* [Tasks and exercises]
[1] In the excerpt on novels and American life, which three novelists are named as examples of realistic scope?
[2] Rewrite only the part of the listing from the line with "target | dog's brown eye" through the end of the listing, requests included. Shift every coordinate in the answers by adding 102 to each number.

* [Excerpted text]

>>>

Even today—perhaps especially today—anyone, writer or not, can sympathize. What novelist would dare concoct a plot in which, say, a Southern television evangelist has a tryst in a motel with a church secretary from Babylon, New York—“Did you have to make it Babylon?”—and is ruined to the point where he has to sell all his worldly goods at auction, including his air-conditioned doghouse—air-conditioned doghouse?—whereupon he is termed a “decadent pompadour boy” by a second television evangelist, who, we soon learn, has been combing his own rather well-teased blond hair forward over his forehead and wearing headbands in order to disguise himself as he goes into Louisiana waterbed motels with combat-zone prostitutes—Oh, come on—prompting a third television evangelist, who is under serious consideration for the Republican presidential nomination, to charge that the damning evidence has been leaked to the press by the Vice President of the United States … while, meantime, the aforesaid church secretary has now bared her chest to the photographers and has thereby become an international celebrity and has gone to live happily ever after in a castle known as the Playboy Mansion … and her erstwhile tryst mate, evangelist No.1, was last seen hiding in the fetal position under his lawyer’s couch in Charlotte, North Carolina …

What novelist would dare dream up such crazy stuff and then ask you to suspend your disbelief?

The lesson that a generation of serious young writers learned from Roth’s lament was that it was time to avert their eyes. To attempt a realistic novel with the scope of Balzac, Zola, or Lewis was absurd. By the mid-1960s the conviction was not merely that the realistic novel was no longer possible but that American life itself no longer deserved the term real. American life was chaotic, fragmented, random, discontinuous; in a word, absurd. Writers in the university creative writing programs had long, phenomenological discussions in which they decided that the act of writing words on a page was the real thing and the so-called real world of America was the fiction, requiring the suspension of disbelief. The so-called real world became a favorite phrase.

<<<

* [Source data]

>>>

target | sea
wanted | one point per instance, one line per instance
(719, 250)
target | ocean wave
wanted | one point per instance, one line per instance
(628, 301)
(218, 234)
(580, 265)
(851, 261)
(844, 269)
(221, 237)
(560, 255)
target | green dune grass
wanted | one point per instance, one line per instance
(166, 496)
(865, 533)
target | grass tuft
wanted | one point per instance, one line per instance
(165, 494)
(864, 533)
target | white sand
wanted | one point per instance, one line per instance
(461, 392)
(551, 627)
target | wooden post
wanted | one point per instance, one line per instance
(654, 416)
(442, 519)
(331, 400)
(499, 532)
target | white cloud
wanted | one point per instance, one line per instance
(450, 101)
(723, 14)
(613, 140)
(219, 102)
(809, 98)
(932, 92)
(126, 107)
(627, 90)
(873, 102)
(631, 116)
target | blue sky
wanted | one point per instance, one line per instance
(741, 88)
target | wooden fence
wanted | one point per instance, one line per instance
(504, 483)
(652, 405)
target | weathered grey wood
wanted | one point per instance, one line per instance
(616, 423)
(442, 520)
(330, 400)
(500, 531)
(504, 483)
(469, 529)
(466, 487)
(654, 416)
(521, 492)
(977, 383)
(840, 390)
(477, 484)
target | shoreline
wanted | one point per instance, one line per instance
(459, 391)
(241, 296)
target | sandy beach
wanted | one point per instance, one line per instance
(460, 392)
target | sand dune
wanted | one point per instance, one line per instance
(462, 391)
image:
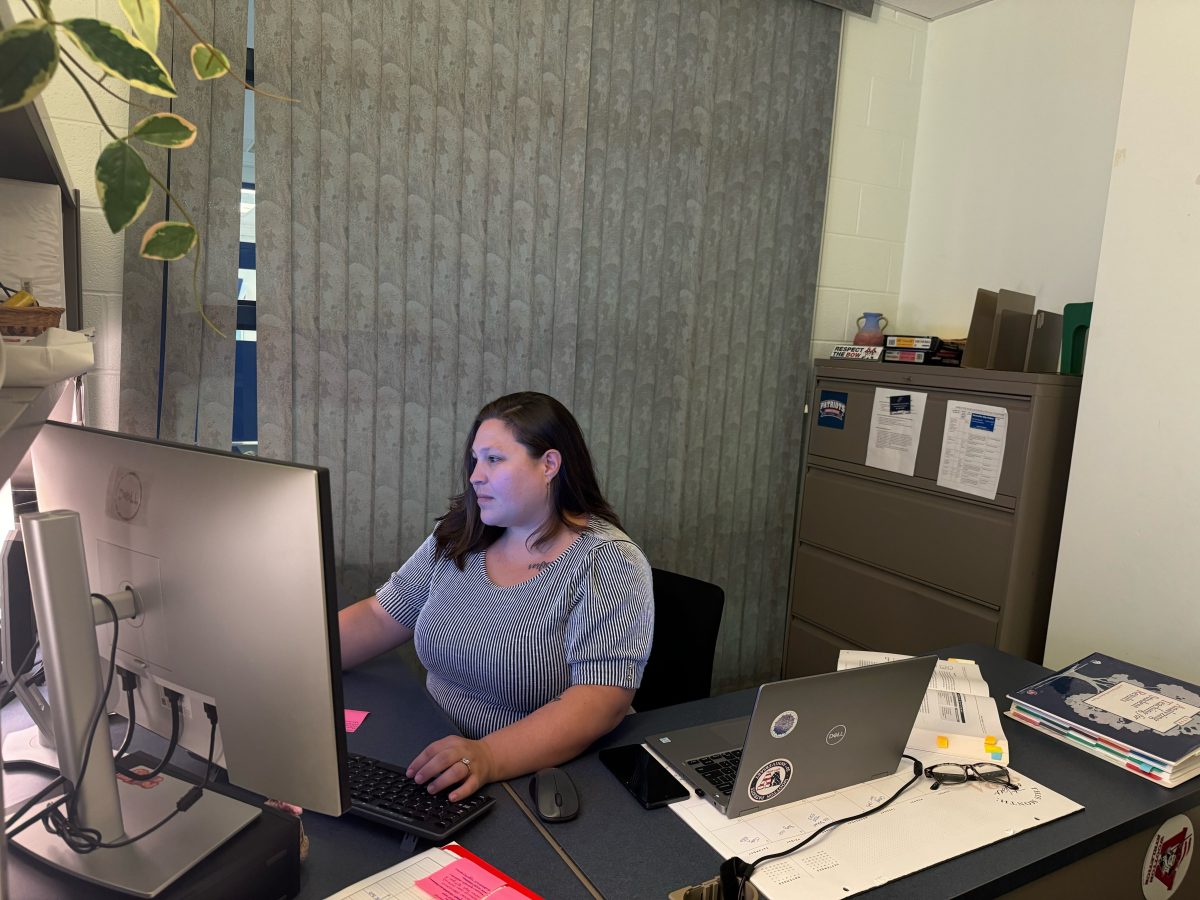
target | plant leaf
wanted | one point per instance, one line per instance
(143, 16)
(29, 55)
(168, 240)
(208, 61)
(121, 55)
(166, 130)
(123, 183)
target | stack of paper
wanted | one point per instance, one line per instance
(1144, 721)
(958, 715)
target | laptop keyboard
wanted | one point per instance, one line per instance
(720, 769)
(382, 792)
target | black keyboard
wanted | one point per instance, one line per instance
(382, 792)
(720, 769)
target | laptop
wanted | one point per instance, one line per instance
(805, 737)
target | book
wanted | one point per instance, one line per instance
(1138, 718)
(924, 351)
(1089, 744)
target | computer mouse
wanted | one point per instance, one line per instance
(553, 796)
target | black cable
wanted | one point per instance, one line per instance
(99, 713)
(29, 804)
(129, 682)
(177, 699)
(19, 672)
(745, 870)
(83, 839)
(72, 795)
(87, 840)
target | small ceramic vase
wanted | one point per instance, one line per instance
(870, 329)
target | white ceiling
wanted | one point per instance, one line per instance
(931, 9)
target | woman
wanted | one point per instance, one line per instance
(531, 609)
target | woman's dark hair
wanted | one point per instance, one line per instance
(539, 423)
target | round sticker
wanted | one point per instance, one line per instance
(1167, 858)
(835, 735)
(771, 780)
(785, 724)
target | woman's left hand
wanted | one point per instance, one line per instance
(454, 761)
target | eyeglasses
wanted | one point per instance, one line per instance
(952, 773)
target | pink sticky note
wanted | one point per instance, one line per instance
(461, 880)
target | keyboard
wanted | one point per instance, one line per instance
(720, 769)
(382, 792)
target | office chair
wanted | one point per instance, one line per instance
(687, 618)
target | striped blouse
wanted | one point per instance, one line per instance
(496, 654)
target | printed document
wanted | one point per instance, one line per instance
(919, 829)
(895, 430)
(957, 714)
(972, 448)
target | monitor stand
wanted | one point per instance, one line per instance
(147, 868)
(115, 808)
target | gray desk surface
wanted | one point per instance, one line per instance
(403, 720)
(343, 850)
(630, 852)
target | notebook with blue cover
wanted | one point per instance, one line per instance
(1143, 712)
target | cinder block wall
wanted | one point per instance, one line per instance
(870, 177)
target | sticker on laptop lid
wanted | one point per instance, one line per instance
(784, 724)
(769, 780)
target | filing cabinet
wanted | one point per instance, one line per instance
(892, 562)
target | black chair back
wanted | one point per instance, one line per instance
(687, 618)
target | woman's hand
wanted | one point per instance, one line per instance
(442, 765)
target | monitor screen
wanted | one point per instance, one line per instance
(231, 562)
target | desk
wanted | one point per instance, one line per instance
(345, 850)
(403, 720)
(630, 852)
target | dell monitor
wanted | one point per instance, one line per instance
(229, 562)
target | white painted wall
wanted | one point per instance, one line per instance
(875, 125)
(1127, 580)
(81, 139)
(1013, 153)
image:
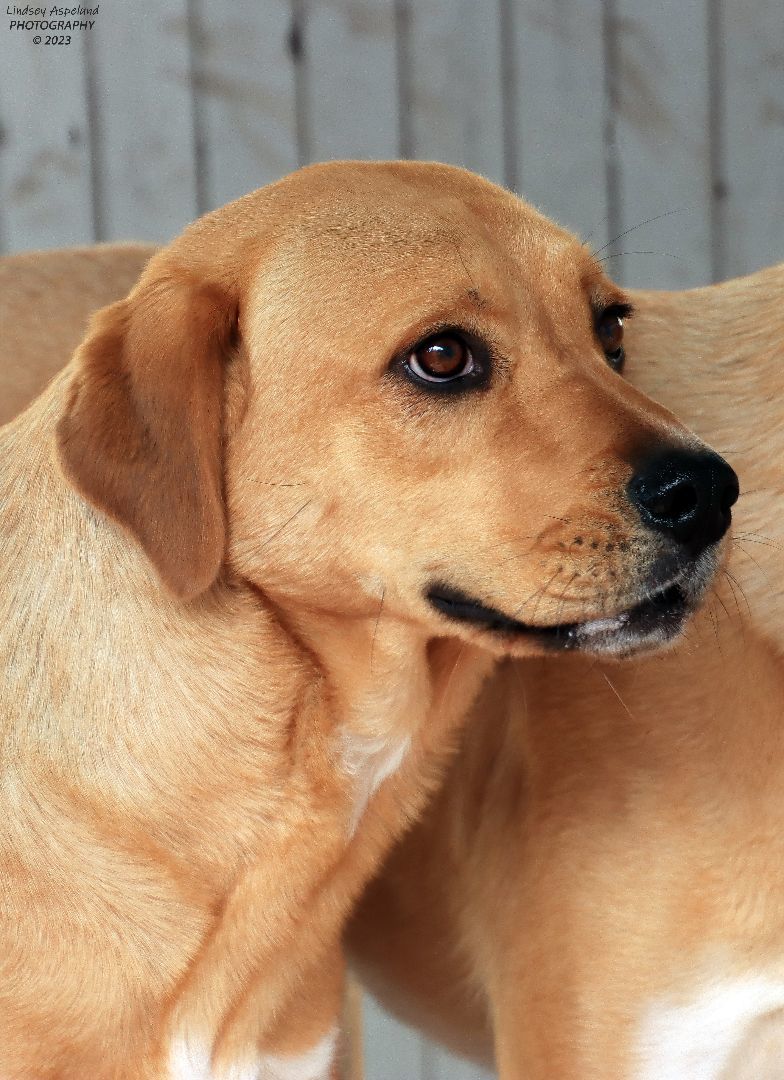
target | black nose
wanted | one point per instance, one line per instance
(686, 495)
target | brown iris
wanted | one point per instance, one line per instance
(442, 359)
(609, 329)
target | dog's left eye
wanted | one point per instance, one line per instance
(442, 359)
(609, 331)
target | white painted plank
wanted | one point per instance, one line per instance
(454, 85)
(145, 123)
(663, 143)
(45, 191)
(350, 72)
(246, 96)
(557, 110)
(392, 1050)
(753, 88)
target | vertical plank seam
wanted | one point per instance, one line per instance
(511, 136)
(298, 53)
(717, 156)
(610, 36)
(95, 140)
(403, 73)
(196, 69)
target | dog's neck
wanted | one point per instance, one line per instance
(170, 682)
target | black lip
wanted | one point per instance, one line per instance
(663, 610)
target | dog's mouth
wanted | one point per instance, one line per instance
(653, 621)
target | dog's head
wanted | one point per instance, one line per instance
(396, 387)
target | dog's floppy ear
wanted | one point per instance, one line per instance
(140, 434)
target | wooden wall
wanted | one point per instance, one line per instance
(604, 112)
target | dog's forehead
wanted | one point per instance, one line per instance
(422, 242)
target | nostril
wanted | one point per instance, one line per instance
(674, 502)
(686, 495)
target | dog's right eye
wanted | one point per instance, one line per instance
(447, 361)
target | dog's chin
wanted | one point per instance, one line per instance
(647, 625)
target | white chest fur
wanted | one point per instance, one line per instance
(191, 1062)
(697, 1040)
(369, 760)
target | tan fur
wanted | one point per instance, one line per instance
(217, 524)
(610, 837)
(45, 300)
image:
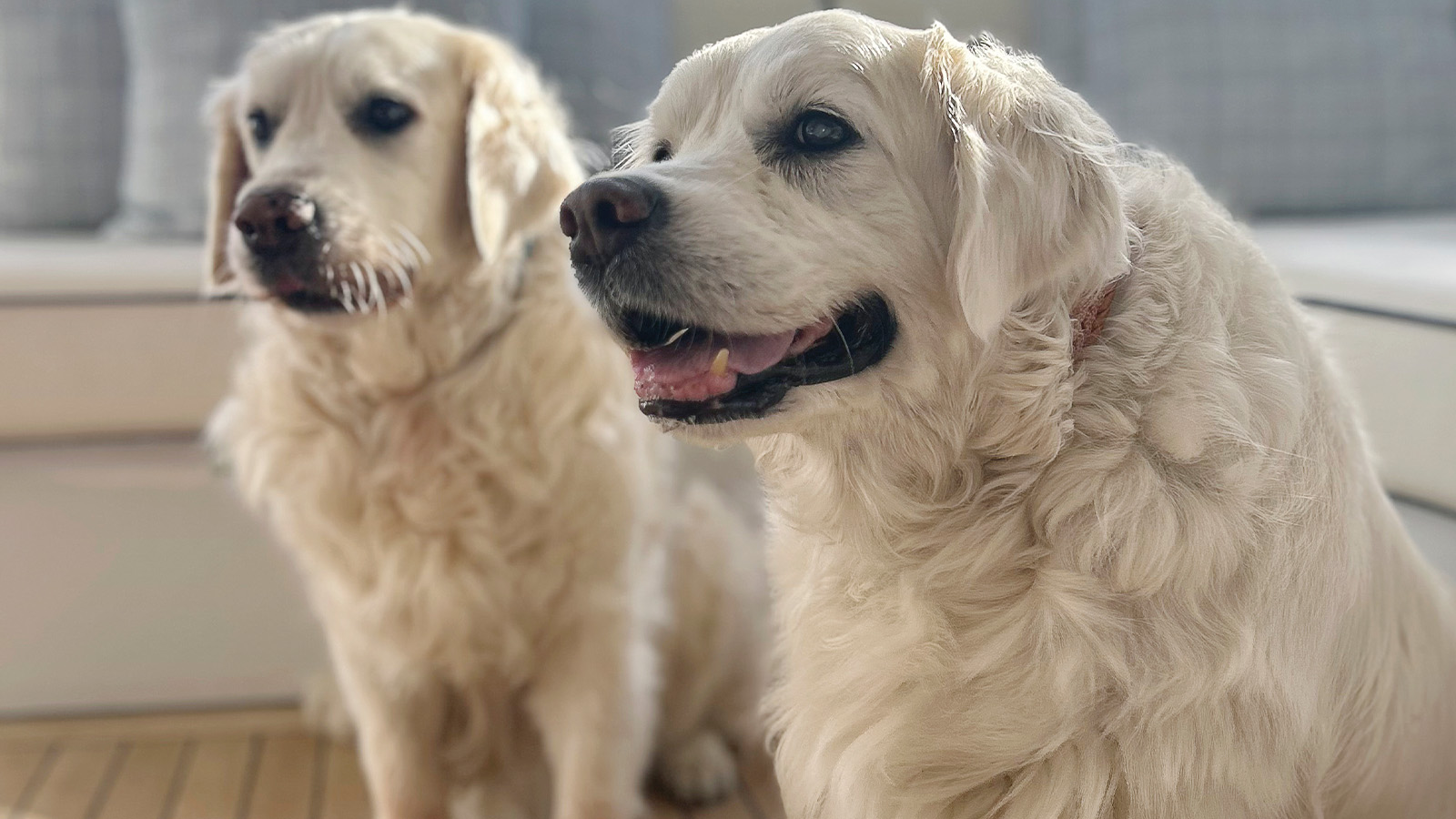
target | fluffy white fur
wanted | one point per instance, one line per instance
(1154, 581)
(519, 596)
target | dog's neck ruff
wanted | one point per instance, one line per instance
(1089, 315)
(506, 315)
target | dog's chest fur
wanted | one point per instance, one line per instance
(1159, 617)
(429, 523)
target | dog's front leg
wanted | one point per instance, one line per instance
(594, 705)
(399, 724)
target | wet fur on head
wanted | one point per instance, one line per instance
(1157, 581)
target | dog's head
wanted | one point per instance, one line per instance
(826, 207)
(357, 153)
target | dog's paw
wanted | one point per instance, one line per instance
(698, 770)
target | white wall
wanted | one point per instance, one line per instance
(130, 577)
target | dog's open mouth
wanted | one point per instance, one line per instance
(703, 376)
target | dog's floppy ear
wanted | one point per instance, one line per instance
(519, 160)
(229, 174)
(1036, 197)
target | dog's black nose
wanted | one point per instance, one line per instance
(603, 216)
(274, 219)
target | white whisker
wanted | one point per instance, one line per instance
(378, 288)
(844, 341)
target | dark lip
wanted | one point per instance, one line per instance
(866, 331)
(310, 302)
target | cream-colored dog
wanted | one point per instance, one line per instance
(516, 596)
(1074, 518)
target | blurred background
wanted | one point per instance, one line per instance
(130, 579)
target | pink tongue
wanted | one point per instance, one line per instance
(684, 373)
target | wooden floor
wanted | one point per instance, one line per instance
(255, 763)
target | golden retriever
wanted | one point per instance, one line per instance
(1074, 518)
(519, 598)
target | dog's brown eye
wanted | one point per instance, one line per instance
(819, 130)
(380, 116)
(261, 127)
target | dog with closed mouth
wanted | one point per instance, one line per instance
(524, 606)
(1072, 515)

<<<

* [Responses by task]
[1] Balzac, Zola, and Lewis.

[2]
target | dog's brown eye
wanted | one point per instance, one line per instance
(921, 232)
(482, 218)
(363, 229)
target | dog with closed mouth
wanted | one point per instance, one line per instance
(626, 708)
(1174, 617)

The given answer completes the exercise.